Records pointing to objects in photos
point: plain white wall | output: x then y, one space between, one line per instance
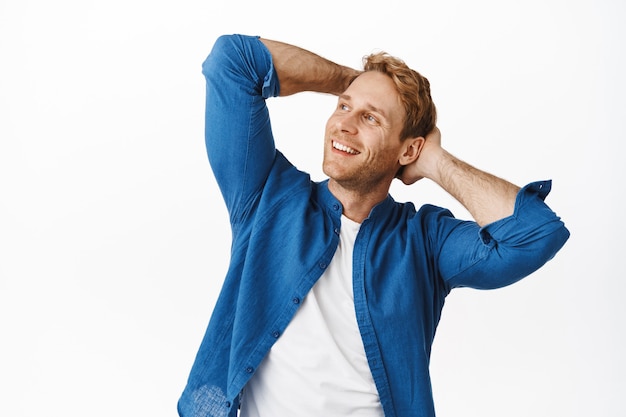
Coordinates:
114 240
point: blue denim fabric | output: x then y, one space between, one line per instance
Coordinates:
285 232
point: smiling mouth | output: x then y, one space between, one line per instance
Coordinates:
345 148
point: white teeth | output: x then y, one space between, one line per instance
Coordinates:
344 148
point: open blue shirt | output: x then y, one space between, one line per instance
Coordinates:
285 231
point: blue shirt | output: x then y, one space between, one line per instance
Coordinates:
285 231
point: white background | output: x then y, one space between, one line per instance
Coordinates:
114 239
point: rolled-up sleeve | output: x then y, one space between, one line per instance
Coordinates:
239 76
505 251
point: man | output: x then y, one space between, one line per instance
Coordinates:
334 290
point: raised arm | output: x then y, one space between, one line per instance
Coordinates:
301 70
488 198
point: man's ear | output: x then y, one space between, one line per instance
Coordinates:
411 149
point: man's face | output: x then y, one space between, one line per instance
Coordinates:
362 142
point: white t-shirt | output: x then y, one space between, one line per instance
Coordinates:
318 366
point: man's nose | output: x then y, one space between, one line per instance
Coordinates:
348 123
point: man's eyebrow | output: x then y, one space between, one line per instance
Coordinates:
369 106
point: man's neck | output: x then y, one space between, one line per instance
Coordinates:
357 204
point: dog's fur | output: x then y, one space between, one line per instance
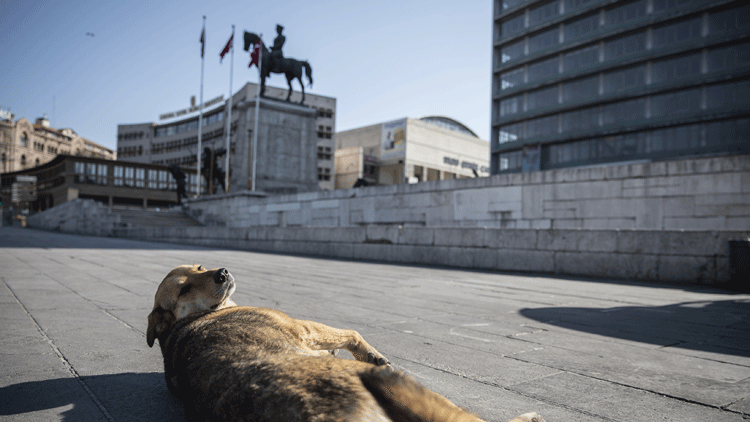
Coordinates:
231 363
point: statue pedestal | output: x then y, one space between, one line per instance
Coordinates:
287 154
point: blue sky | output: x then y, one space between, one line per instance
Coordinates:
381 60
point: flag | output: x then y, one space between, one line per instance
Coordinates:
255 55
203 41
226 49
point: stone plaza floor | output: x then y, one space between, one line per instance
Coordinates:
73 320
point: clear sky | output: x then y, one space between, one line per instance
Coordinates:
381 60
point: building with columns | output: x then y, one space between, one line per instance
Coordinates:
174 141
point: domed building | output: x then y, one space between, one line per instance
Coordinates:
409 151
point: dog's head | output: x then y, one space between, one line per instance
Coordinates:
186 290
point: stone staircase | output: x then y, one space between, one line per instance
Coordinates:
159 217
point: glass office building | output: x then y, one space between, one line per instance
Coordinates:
588 82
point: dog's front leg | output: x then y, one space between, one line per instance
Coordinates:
317 336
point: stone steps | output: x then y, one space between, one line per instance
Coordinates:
130 217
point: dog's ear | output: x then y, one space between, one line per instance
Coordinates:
159 321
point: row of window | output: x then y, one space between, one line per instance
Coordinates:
716 23
189 125
94 173
694 139
610 17
631 78
130 136
123 152
324 113
688 102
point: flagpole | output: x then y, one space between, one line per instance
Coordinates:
200 108
257 108
229 115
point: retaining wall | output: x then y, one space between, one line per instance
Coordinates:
693 194
697 257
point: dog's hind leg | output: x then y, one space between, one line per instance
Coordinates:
317 336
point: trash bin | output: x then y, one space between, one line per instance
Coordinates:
739 264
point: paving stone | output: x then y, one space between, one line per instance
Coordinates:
498 344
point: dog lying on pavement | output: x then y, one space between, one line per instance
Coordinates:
231 363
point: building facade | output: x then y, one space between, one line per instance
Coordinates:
24 145
586 82
409 151
111 182
175 142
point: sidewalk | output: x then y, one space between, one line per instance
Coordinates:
73 319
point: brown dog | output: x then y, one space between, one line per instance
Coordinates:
231 363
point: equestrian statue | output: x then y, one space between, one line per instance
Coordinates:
273 61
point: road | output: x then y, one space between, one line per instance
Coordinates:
73 320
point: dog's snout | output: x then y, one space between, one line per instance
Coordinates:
221 275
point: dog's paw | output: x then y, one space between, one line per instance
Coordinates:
377 359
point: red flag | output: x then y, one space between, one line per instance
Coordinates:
255 55
203 41
227 47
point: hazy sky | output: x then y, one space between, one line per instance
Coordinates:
381 60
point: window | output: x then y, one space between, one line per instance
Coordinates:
730 20
102 174
676 33
511 79
580 120
542 126
140 177
509 4
624 13
663 5
509 161
118 175
544 13
512 52
729 57
510 133
625 46
542 98
732 133
512 26
624 79
543 40
581 89
673 139
675 103
676 68
581 28
542 70
735 95
512 105
623 111
579 4
581 58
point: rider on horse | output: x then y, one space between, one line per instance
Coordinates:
278 43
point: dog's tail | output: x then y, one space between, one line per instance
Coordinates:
403 400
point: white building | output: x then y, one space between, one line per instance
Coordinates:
409 150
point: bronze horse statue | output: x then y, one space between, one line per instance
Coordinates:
292 68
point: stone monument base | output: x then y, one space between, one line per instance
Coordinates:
286 149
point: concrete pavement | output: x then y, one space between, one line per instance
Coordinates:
73 317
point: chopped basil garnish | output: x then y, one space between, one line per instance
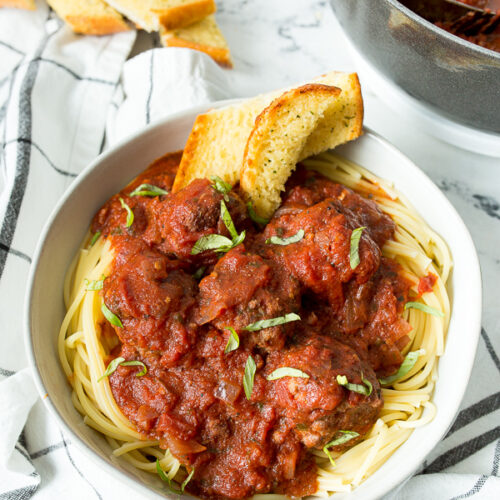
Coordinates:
346 436
249 376
276 240
170 484
407 364
199 273
267 323
424 308
253 215
112 318
96 236
285 371
233 342
239 239
94 285
121 362
226 217
130 214
148 190
217 242
186 481
361 389
354 252
221 186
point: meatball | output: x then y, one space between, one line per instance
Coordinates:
152 297
320 260
307 187
244 288
318 407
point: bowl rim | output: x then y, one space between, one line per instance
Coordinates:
441 32
390 482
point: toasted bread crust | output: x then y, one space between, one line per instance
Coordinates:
218 54
218 140
281 127
351 101
184 15
89 25
184 173
19 4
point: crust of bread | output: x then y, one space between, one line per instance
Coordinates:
19 4
152 15
277 140
205 36
184 15
216 145
88 25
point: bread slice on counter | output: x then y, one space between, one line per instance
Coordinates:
278 139
19 4
152 15
90 17
216 144
204 36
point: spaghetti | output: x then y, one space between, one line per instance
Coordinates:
84 350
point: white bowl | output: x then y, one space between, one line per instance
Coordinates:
111 171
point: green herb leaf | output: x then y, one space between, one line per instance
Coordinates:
94 285
148 190
285 371
276 240
354 253
214 242
226 217
221 186
233 342
199 273
112 318
267 323
167 480
425 308
96 236
361 389
186 481
111 368
253 215
136 363
346 436
407 364
121 362
248 377
130 214
239 239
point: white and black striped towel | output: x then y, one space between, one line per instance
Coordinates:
58 93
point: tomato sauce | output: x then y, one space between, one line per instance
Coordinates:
489 38
175 308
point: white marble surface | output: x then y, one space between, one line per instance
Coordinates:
276 43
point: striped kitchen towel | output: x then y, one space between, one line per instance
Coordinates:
58 92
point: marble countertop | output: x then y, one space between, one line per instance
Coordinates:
275 46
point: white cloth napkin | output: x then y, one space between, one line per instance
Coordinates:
58 94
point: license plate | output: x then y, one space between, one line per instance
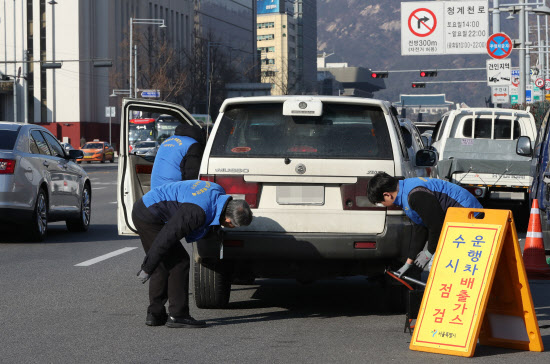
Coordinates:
301 195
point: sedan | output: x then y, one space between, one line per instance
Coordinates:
97 151
39 182
67 147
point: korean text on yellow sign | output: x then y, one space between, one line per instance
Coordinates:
458 278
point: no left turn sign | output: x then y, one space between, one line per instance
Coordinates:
422 22
499 45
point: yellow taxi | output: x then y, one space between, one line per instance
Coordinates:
97 151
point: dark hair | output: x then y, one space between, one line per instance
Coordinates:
239 213
380 183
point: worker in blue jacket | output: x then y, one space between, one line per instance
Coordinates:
179 157
425 201
164 216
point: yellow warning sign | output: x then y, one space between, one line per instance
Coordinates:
464 301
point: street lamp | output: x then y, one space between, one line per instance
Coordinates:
54 116
160 23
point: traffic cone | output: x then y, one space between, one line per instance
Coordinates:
534 256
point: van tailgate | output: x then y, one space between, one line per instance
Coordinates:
305 195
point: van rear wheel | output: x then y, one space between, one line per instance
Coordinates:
212 284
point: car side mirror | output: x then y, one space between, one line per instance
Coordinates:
426 158
523 146
76 154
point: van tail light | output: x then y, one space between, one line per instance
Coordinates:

To do: Write out everything from the line containing "point: van tailgate" down to the end of the records, requests included, and scale every coordinate in the answers by 1.6, rounding to whole numbers with halves going up.

Response for this exercise:
point: van tailgate | output: x then y, one space between, one line per instance
Coordinates:
488 312
point: van rear wheel | output: x then y, one space between, one line per instance
Coordinates:
339 454
point: car side mirror | output: x then y, one space between, one line per instance
Coordinates:
682 253
837 234
122 246
point: van tail light | output: x then y, one space between, one line per instance
Coordinates:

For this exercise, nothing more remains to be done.